[Stored data entries]
↓↓↓

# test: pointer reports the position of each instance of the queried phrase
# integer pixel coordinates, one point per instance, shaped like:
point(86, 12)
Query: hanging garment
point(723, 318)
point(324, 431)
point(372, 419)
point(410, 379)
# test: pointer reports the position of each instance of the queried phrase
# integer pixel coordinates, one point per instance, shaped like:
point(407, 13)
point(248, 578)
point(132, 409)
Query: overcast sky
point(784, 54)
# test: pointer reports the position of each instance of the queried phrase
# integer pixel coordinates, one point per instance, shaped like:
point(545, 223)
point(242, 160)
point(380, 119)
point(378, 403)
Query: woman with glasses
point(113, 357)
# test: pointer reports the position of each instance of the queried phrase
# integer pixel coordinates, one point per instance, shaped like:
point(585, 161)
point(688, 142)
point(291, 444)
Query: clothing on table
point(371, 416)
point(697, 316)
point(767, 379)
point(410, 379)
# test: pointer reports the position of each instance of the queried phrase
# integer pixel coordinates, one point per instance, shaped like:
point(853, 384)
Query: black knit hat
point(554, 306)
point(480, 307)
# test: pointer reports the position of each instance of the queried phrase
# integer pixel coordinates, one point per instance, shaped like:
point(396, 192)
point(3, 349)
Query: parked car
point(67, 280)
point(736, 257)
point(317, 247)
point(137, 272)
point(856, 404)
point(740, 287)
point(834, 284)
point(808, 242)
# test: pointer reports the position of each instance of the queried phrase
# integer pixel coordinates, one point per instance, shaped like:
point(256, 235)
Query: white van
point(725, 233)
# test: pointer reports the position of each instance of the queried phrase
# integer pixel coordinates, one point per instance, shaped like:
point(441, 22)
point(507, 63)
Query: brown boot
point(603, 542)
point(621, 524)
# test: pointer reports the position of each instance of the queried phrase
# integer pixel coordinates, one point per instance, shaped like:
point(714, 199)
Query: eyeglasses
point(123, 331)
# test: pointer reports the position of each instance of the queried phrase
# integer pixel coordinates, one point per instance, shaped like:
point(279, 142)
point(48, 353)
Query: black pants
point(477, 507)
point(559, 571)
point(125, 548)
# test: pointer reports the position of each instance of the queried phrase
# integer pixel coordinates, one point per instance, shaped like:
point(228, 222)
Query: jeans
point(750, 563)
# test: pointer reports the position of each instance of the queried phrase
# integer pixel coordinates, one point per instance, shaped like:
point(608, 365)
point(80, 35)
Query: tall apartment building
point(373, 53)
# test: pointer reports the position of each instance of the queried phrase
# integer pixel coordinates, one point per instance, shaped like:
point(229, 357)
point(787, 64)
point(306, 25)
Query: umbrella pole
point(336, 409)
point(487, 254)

↑↑↑
↓↓↓

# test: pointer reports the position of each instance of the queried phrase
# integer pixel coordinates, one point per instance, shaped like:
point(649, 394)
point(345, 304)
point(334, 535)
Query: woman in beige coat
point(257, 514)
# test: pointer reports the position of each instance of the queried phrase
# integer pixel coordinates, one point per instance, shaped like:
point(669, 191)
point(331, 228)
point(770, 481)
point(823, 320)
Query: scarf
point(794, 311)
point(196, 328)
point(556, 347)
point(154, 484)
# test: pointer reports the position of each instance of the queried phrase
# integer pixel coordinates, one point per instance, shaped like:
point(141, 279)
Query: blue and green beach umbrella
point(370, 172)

↑↑↑

◆ EXERCISE INSTRUCTIONS ◆
Pick out and copy each line of the items above that contains the string "black". Match uppercase and lowercase letters exactly.

◆ OUTPUT OF THE EXERCISE ◆
Query: black knit hat
Query: black pants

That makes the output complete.